Comparative Introduction to Nested Realities

Perception = Reality

My image (related to the worldbuilding) presenting the nested interfaces
A) the frame that is aimed to display digitally the embedded contents
B) shows a control room to evoke the environment of the advanced sci-fi beings that control the constructed virtual realities of C and D
C) the fantasy playground, where incarnated consciousness agents immerse themselves in recursive memento mori experience
D) hi-reality where the actors rest, plan, observe and interact (perhaps against the rules) with the playground or even the control room

Cosmic magician's trick: that’s a quick summary of Maya [wiki; māyā]. It's the ancient idea that what we see and experience isn't the whole story. Looking at a movie screen and getting so absorbed that you forget you're watching projected light. That’s the idea.

This concept shows up in various points across our history and throughout the whole world: famous Plato’s allegory of the cave [wiki], in old Gnostic [wiki] texts that viewed the physical world with suspicion, in Hermetic [wiki] teachings that saw consciousness woven into the fabric of everything, or Zhuangzi's Butterfly Dream [wiki].

Even today's scientists like Donald Hoffman [wiki] say our brains evolved to keep us alive, not to show us truth. Smartphone interface and icons hide all the complex code underneath, not bothering us with needless technicalities. And that code itself is running through electronic hardware; all that is perceived in a simple and abstract way rather than picturing how it all really operates in our brain.
——
▸ Work instructions
**a)** Answer these questions from the text on nested realities:
(i) What does part C of the image show?
(ii) Which present-day scientist does the text name?
(iii) According to that scientist, what did our brains evolve to do?
**b)** Echo the stretch of the text on nested realities from "This concept shows" through "Butterfly Dream [wiki].", word for word.
The rows after this point are separate material and have no connection to the text on nested realities.

▸ Supplied information
——
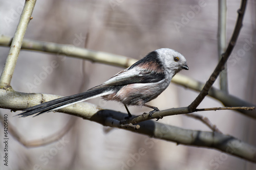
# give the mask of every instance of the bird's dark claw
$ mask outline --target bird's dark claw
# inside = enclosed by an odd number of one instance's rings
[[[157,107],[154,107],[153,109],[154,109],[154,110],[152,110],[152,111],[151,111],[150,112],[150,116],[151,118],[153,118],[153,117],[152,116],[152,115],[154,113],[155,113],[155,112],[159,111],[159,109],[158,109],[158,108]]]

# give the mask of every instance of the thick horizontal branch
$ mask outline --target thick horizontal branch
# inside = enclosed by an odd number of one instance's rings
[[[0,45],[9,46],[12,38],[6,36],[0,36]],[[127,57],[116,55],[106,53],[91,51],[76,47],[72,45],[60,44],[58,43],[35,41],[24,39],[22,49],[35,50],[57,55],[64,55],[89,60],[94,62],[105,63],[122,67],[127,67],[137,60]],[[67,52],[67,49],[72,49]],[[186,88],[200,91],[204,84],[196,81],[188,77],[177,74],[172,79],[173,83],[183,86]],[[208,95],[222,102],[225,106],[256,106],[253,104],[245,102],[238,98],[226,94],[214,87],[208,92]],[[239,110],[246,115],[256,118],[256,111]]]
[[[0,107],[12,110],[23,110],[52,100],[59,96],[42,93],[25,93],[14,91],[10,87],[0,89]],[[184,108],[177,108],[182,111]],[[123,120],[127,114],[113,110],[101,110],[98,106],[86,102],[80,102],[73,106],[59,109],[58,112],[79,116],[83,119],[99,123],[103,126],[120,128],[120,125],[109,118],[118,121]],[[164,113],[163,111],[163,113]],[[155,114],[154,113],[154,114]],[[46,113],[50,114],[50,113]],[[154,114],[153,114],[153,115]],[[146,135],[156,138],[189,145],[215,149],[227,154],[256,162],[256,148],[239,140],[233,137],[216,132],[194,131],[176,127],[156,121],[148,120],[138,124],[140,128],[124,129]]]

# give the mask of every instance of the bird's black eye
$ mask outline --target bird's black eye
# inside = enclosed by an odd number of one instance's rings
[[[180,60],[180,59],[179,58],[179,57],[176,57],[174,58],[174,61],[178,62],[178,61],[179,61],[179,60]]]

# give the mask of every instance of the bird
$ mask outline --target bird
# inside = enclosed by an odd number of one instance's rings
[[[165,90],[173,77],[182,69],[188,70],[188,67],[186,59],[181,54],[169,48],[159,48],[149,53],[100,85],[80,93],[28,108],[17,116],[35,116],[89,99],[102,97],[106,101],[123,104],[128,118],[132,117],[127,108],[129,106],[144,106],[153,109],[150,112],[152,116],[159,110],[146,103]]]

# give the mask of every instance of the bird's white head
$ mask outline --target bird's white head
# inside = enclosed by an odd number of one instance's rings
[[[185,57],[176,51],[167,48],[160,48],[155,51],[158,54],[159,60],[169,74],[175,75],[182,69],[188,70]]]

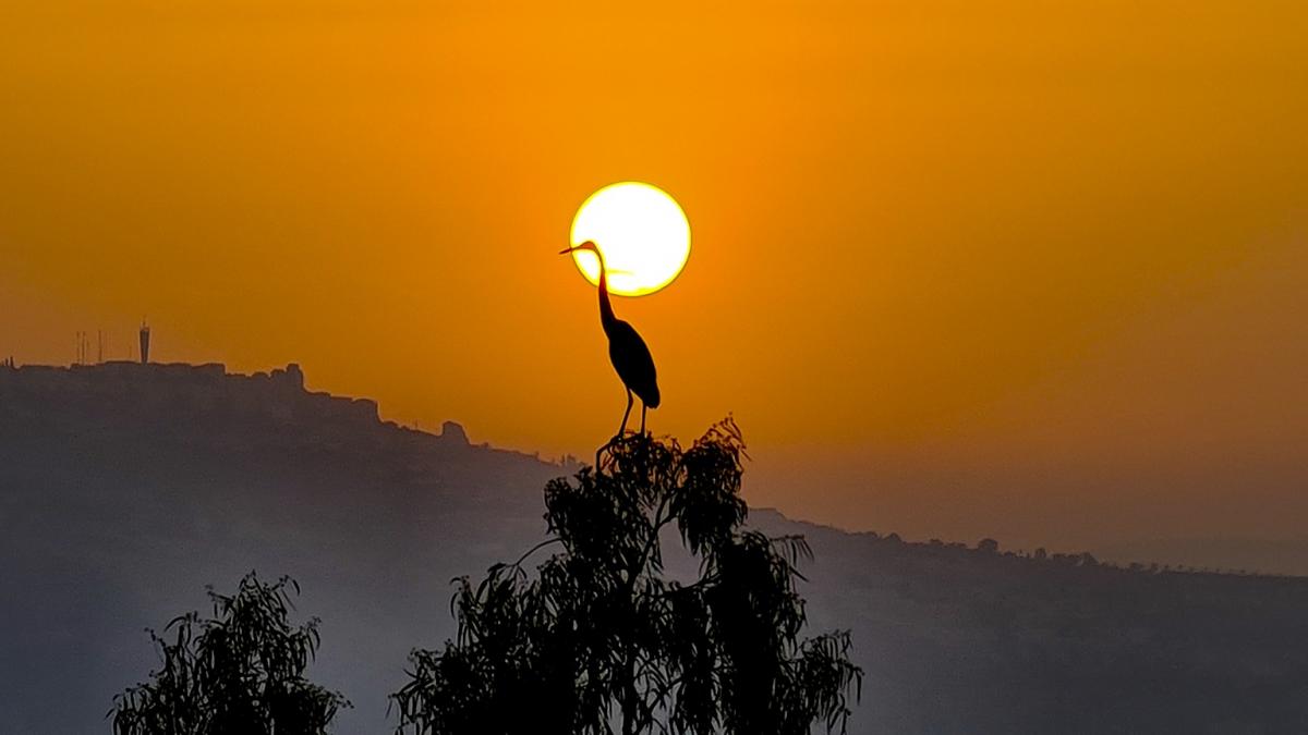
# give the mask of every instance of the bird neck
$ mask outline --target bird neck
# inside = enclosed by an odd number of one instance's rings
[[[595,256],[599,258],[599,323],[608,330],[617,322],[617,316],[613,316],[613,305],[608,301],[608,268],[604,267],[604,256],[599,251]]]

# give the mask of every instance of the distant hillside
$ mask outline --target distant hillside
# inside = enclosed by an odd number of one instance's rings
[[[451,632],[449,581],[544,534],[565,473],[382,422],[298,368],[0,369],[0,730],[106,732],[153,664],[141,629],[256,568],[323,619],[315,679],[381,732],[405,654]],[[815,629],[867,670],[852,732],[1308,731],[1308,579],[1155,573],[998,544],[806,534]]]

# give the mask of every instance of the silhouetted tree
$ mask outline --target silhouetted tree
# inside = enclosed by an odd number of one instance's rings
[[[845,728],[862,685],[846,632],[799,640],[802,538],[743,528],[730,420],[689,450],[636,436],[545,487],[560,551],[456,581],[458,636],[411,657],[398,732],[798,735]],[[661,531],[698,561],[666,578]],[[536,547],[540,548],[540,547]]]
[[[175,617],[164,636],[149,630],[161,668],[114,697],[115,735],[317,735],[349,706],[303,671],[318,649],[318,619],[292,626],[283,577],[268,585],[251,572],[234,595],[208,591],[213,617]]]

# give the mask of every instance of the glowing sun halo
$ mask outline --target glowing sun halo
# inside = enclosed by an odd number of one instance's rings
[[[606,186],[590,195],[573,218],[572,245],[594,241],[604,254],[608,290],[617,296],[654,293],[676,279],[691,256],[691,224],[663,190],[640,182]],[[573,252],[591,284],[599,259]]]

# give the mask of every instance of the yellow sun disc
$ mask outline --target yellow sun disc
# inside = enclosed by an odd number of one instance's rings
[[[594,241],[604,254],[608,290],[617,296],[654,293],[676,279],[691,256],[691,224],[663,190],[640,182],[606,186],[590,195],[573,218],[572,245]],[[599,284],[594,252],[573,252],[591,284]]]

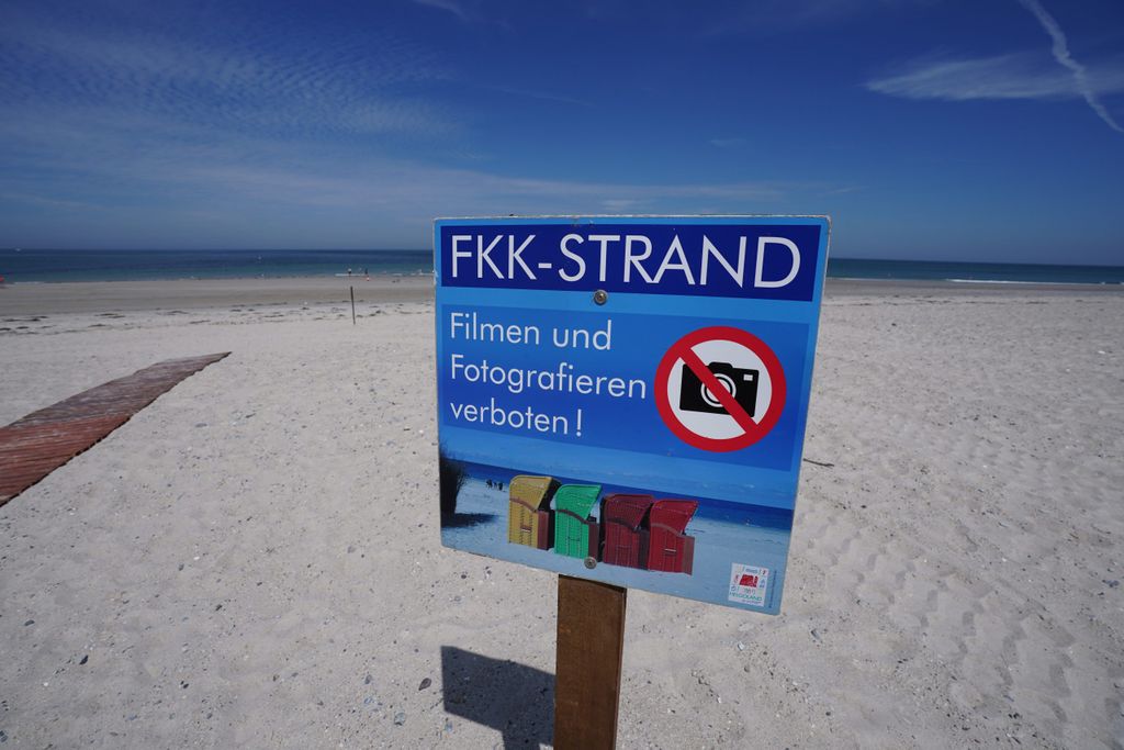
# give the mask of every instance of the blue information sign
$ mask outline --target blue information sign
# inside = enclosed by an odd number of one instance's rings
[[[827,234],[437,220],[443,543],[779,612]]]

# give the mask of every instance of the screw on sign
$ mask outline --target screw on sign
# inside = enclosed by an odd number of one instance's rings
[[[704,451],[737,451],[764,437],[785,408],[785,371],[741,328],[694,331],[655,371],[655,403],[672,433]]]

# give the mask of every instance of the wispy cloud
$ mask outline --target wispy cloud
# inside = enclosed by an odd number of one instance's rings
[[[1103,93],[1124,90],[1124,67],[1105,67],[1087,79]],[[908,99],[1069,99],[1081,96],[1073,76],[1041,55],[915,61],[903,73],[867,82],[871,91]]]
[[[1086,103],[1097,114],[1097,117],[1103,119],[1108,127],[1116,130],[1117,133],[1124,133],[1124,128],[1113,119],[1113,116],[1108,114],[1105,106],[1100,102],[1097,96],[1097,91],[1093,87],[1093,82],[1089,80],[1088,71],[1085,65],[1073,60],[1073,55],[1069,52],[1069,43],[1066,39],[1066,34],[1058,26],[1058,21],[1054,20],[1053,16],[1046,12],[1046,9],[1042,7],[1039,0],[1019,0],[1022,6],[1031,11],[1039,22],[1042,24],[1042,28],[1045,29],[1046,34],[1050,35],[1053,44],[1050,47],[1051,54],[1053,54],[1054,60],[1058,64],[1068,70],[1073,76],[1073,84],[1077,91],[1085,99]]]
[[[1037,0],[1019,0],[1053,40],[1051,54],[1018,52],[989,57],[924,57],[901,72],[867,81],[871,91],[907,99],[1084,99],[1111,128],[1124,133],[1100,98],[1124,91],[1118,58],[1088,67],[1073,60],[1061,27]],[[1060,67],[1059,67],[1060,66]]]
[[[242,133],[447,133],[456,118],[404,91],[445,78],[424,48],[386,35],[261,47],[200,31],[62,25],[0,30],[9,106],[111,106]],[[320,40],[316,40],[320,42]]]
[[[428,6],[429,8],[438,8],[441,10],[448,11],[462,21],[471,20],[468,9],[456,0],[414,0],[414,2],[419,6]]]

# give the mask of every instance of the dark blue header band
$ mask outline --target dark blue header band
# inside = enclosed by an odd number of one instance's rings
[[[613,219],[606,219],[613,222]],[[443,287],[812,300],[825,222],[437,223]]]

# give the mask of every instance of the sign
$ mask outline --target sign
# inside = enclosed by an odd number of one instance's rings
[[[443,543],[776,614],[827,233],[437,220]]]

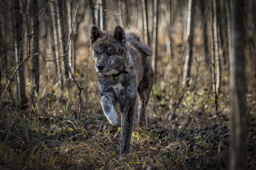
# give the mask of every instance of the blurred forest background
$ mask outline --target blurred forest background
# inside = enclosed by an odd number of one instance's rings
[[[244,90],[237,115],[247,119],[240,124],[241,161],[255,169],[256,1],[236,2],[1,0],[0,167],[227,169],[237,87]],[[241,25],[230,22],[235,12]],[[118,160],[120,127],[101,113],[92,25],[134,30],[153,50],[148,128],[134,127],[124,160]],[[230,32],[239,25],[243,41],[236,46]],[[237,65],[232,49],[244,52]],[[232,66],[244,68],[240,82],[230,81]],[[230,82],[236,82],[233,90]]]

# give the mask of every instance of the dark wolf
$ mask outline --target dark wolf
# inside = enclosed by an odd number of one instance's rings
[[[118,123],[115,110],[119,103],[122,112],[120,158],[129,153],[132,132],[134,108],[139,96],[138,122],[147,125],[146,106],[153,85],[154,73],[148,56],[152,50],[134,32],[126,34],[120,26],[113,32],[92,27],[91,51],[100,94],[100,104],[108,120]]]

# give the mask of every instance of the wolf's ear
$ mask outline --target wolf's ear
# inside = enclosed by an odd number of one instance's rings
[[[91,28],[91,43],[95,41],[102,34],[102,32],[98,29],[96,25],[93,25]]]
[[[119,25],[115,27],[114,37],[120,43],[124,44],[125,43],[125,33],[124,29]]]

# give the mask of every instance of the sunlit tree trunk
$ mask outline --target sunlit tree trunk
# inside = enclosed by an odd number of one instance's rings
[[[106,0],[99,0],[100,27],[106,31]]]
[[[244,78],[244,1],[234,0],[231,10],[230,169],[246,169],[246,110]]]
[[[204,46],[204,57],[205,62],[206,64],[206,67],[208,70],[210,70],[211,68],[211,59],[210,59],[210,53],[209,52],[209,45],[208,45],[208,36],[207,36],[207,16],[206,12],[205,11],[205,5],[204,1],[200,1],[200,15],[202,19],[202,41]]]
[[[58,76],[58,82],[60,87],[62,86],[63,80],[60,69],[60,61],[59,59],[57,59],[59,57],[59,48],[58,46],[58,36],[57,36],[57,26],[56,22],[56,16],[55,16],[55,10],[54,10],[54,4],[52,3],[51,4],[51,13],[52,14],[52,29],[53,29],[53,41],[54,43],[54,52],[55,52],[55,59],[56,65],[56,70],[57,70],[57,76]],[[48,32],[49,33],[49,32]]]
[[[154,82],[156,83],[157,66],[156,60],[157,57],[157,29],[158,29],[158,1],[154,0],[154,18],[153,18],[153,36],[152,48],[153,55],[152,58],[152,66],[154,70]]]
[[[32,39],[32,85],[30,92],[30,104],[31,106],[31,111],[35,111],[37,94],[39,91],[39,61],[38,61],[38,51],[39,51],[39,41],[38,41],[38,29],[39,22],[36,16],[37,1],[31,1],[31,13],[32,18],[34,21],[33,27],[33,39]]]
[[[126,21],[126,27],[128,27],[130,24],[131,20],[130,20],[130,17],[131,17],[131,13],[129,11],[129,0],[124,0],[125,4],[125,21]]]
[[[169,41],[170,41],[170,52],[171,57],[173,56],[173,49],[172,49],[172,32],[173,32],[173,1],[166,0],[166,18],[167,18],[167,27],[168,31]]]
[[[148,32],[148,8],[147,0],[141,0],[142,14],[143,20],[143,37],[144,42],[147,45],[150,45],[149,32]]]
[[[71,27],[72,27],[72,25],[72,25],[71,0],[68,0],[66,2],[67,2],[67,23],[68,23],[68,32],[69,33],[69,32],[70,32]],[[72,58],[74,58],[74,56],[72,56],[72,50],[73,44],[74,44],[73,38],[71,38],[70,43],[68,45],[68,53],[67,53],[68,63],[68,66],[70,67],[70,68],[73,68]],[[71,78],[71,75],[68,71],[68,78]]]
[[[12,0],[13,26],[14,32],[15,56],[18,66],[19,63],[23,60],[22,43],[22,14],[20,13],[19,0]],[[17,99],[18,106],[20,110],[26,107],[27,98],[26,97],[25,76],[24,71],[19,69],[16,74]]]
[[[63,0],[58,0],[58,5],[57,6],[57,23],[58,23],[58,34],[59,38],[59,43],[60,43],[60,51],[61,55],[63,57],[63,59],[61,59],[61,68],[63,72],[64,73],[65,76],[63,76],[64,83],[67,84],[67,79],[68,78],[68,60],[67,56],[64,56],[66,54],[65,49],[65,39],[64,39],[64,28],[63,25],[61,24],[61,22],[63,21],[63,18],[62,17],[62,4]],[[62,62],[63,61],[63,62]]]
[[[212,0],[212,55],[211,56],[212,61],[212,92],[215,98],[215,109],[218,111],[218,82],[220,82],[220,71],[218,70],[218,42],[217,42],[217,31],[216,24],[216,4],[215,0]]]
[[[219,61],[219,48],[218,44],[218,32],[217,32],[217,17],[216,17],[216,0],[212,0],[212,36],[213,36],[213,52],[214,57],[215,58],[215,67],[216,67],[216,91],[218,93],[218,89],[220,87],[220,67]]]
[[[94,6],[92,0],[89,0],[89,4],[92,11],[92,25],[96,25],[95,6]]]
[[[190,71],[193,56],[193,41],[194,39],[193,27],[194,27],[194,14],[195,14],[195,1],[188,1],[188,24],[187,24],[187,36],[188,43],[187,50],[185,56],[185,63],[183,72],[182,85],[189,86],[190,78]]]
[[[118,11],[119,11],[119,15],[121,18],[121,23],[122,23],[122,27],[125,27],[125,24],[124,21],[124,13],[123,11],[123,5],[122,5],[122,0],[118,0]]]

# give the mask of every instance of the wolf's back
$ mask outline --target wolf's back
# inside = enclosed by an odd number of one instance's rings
——
▸ Full solutions
**a)**
(i) The fantasy playground, where incarnated consciousness agents immerse themselves in recursive memento mori experience.
(ii) Donald Hoffman.
(iii) To keep us alive, not to show us truth.

**b)**
This concept shows up in various points across our history and throughout the whole world: famous Plato’s allegory of the cave [wiki], in old Gnostic [wiki] texts that viewed the physical world with suspicion, in Hermetic [wiki] teachings that saw consciousness woven into the fabric of everything, or Zhuangzi's Butterfly Dream [wiki].